>> START Text block
SRM Joint Functional Design

Summary of Recommendations

January 2002

Contributors:

JLAB: Ian Bird, Bryan Hess, Andy Kowalski

Fermi: Don Petravick, Rich Wellner

LBNL: Junmin Gu, Ekow Otoo, Alex Romosan, Alex Sim, Arie Shoshani

WP2-EDG: Wolfgang Hoschek, Peter Kunszt, Heinz Stockinger,

Kurt Stockinger, Brian Tierney

WP5-EDG: Jean-Philippe Baud

1. Introduction

This document summarizes the conclusions reached for the functional specification of Storage Resource Managers (SRMs) by the participants of two recent meetings representing the US Particle Physics Data Grid (PPDG) project, and the European-Union DataGrid (EDG) project. The first meeting took place at CERN on October 11-12, 2001, between Arie Shoshani (LBNL) and people from the EDG listed above. The second meeting took place at LBNL on December 2-3, 2001, with participants from JLAB, Fermi, and LBNL listed above. The participants are people involved in the PPDG and EDG projects who are interested in SRM technology and who either developed or are in the process of developing SRMs. This document reflects the common wisdom and experience of people from both PPDG and EDG. It is intended as a guide for a joint PPDG-EDG document on the SRM functional specification. This document was written by Arie Shoshani.

In our discussions, we had the benefit from people’s knowledge of four different archival systems: Fermi has experience with their own Enstore system, JLAB has its own home grown mass storage system, JASMine, LBNL has developed SRMs for HPSS, and CERN has developed their own system, CASTOR. Our goal is to achieve the generality of providing the same SRM interfaces to all these system, any disk cache systems, or any future storage systems.

The document is organized by topics, for each bringing up the issues and choices involved, and the recommendations made for the “joint SRM version”. When appropriate we make a distinction between the “basic” level capabilities, and the “advanced” level capabilities. The “basic” capabilities should be supported by all SRM implementations, while “advanced” may be provided at the discretion of the SRM developers.

2. Issues and Recommendations

Issue1: What do we mean by an SRM?

We view an SRM as managing the use of a storage resource on a grid. The definition of a storage resource is flexible; it could be managing a single disk cache (we refer to this as DRM), or managing the access to a tape archiving system (we call this TRM), or both (we call this combination HRM for Hierarchical Storage system). Further, an SRM at a site can manage multiple resources. (We will address site management later.) The SRMs do not perform file transfer, but can invoke middleware components that perform file transfer, such as GridFTP.

Recommendation 1: Design the interfaces to all types of SRMs to be uniform.
>> END Text block
>> START Data shown
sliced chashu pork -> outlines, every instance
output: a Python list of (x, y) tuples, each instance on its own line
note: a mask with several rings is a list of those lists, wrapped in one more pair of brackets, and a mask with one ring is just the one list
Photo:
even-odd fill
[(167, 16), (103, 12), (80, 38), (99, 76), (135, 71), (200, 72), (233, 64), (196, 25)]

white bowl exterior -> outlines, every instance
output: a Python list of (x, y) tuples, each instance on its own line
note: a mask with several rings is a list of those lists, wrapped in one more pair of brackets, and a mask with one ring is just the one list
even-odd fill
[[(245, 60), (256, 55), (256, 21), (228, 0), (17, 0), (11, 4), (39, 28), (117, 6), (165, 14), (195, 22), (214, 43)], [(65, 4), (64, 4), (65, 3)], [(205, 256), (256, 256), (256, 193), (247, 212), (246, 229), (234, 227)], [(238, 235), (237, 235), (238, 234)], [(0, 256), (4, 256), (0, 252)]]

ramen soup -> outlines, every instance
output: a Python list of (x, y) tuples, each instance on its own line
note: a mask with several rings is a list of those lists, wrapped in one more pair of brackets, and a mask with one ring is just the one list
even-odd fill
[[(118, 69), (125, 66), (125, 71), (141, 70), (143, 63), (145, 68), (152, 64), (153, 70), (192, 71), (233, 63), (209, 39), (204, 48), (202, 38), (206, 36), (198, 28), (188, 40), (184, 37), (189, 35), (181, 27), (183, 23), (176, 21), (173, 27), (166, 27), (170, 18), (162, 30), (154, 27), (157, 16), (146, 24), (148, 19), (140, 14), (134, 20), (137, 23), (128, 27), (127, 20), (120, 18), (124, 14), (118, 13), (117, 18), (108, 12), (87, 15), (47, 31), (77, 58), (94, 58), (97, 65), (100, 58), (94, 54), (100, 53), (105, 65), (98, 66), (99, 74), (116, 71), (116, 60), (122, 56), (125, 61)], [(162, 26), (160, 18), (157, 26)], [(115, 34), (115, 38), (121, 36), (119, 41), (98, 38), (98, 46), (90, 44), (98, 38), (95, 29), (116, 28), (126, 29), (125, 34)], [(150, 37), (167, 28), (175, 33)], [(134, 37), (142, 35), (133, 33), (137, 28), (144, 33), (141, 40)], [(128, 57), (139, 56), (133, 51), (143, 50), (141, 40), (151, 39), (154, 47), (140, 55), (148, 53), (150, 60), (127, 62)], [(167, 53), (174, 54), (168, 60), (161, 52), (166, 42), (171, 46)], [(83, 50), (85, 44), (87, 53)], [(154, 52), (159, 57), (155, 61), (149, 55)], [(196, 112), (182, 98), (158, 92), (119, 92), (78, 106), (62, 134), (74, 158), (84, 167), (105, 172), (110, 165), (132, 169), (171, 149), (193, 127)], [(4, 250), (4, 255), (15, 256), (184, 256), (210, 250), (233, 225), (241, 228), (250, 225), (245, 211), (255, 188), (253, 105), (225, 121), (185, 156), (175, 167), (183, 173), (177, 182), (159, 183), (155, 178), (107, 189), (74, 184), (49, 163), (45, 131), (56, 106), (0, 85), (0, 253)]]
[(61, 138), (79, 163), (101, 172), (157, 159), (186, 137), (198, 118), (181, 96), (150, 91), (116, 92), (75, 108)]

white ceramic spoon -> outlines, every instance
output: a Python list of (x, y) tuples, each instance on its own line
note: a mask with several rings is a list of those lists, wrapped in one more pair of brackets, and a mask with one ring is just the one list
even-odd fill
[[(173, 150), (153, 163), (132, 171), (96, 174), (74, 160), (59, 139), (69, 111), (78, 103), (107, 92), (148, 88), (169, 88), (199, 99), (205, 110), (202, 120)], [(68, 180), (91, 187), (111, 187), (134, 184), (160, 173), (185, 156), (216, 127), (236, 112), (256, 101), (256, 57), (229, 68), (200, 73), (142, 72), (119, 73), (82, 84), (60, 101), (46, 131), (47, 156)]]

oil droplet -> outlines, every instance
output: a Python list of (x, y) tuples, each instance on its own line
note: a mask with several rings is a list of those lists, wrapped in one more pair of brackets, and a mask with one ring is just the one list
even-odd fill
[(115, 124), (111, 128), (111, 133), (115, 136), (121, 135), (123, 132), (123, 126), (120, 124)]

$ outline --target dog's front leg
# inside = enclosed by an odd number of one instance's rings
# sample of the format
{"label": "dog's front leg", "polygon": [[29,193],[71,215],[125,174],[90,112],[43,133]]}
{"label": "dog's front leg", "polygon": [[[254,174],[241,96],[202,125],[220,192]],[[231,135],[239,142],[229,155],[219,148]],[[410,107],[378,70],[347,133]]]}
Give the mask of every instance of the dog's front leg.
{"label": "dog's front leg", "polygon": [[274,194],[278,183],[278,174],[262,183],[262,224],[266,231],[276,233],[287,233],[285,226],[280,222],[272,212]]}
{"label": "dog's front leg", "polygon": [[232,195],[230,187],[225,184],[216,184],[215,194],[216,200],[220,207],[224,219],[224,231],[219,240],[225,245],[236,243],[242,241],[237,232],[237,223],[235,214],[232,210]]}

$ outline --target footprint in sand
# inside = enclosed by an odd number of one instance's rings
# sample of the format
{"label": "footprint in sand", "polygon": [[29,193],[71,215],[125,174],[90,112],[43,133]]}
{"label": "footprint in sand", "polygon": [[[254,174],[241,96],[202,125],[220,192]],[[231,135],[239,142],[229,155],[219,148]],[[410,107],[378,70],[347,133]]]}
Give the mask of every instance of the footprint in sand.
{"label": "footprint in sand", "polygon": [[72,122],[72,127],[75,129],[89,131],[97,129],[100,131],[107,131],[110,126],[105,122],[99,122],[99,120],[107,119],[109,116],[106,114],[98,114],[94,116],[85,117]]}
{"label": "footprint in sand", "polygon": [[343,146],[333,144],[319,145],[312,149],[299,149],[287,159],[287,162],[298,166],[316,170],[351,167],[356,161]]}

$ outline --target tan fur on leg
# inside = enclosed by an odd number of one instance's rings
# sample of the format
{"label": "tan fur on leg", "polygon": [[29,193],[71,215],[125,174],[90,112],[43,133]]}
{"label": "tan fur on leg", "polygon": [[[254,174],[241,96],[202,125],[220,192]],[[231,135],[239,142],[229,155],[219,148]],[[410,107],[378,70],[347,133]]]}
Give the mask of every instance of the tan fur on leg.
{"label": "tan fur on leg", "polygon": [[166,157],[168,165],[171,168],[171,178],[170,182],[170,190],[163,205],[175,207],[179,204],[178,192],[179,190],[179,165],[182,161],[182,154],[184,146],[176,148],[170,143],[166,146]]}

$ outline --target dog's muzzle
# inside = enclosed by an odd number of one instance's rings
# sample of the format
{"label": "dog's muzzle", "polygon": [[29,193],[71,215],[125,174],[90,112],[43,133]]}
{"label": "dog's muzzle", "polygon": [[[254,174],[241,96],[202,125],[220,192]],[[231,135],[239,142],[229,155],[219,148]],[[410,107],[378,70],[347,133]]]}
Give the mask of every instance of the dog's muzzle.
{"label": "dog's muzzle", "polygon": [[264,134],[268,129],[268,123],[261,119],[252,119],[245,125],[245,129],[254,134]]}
>> END Data shown
- To do:
[1] According to the SRM design summary, where and on what dates was the second meeting held?
[2] Reproduce the passage of the SRM design summary between "2. Issues and" and "to be uniform.", inclusive.
These records were taken from a different source than the text.

- Solutions:
[1] At LBNL on December 2-3, 2001.

[2]
2. Issues and Recommendations

Issue1: What do we mean by an SRM?

We view an SRM as managing the use of a storage resource on a grid. The definition of a storage resource is flexible; it could be managing a single disk cache (we refer to this as DRM), or managing the access to a tape archiving system (we call this TRM), or both (we call this combination HRM for Hierarchical Storage system). Further, an SRM at a site can manage multiple resources. (We will address site management later.) The SRMs do not perform file transfer, but can invoke middleware components that perform file transfer, such as GridFTP.

Recommendation 1: Design the interfaces to all types of SRMs to be uniform.